What to do:
**a)** Please write out the part of the Orange line post starting at "Almost exactly a" and ending at "day of service.".
**b)** Write the next part of the post about the Orange line ride, picking up after its last sentence.

Quoted text:
>> START
Another Moment of Humanity on the Orange Line

Lately every time when I am feeling really down and just need to gain perspective, I’ve been getting it. And oddly enough, it’s happening on the Orange line.

Almost exactly a month ago today I wrote about an experience I had when I was coming home from class and I ran into a few corps members who were on their way home from attending an Idealist.org graduate school fair after a long day of service.

Today I was sort of in the same frame of mind. I’ve been incredibly stressed out lately from working and going to school full time simultaneously (#firstworldproblem, I know). I was lucky enough to get out of class about 45 minutes early, which was a huge relief. I popped in my iPhone speakers and began listening to Savage Lovecast as I sat down on the T.

A few minutes into the ride, I noticed a woman probably in her mid to late 40s sitting next to me with a worksheet that had rudimentary vocabulary words on it with lots of scribbles. I assumed that she was an elementary school teacher grading papers.

She noticed me looking over her shoulder at the paper so she grabbed my attention and started pointing at the words. I took out my headphones, took a closer look at the paper, and quickly realized that this worksheet was one that she herself was working on and that she wanted my assistance.
>> END
Material supplied:
>> START
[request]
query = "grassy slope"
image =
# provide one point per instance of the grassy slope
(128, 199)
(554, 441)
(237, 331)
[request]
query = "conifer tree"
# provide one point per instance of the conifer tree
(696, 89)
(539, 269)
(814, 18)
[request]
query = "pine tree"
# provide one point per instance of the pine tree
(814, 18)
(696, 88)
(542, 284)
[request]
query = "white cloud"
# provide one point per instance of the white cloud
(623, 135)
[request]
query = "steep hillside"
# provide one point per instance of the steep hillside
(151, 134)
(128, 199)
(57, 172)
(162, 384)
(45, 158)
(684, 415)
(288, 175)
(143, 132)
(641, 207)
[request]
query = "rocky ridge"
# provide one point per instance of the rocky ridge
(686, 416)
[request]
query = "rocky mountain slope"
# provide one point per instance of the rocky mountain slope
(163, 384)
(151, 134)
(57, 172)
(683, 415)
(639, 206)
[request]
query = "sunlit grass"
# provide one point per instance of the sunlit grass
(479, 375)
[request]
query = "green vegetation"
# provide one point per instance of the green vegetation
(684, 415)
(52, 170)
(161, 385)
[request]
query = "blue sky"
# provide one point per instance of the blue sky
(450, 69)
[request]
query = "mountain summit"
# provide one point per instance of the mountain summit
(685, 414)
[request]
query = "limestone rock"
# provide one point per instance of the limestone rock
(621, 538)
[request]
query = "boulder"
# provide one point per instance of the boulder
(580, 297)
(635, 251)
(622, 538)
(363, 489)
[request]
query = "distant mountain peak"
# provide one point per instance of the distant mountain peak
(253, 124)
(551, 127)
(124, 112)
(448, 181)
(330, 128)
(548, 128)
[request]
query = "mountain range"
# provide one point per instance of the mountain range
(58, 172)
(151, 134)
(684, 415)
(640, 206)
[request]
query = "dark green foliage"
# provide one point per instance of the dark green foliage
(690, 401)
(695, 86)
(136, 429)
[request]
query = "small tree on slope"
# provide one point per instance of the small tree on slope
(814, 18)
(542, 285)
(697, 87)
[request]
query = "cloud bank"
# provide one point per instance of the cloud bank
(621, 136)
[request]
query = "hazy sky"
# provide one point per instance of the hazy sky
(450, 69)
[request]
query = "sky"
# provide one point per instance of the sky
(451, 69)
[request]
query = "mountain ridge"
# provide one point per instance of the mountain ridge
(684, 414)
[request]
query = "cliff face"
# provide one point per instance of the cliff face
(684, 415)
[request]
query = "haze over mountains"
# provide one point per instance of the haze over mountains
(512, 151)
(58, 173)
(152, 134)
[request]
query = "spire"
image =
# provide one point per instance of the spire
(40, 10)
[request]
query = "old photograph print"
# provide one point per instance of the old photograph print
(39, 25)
>> END
Expected results:
**a)**
Almost exactly a month ago today I wrote about an experience I had when I was coming home from class and I ran into a few corps members who were on their way home from attending an Idealist.org graduate school fair after a long day of service.

**b)**
For the next 10 minutes or so, she tracked underneath the words and I said them out loud with emphasized annunciation and she repeated the words after me. If she got stuck on something, we repeated it together until she got it.

When she finally did get it right, I gave her praise and let her know what a great job she was doing.

I can’t imagine what the people sitting around me must have thought. Here I was, reading basic words such as “office” and “human” and “mattress” out loud to a perfect stranger and having her repeat it back to me.

Once we finished the worksheet, I learned through very broken English that she was Cantonese and that she is trying to learn English. As she gratefully shook my hand and shuffled off the train at Ruggles station, I couldn’t really comprehend what had just happened.

I don’t know what made her trust me enough to guide her through this. And I also don’t know if she has anyone in her life that is capable of doing this with her.

All I know is that this was an incredibly special moment; and one I won’t soon forget.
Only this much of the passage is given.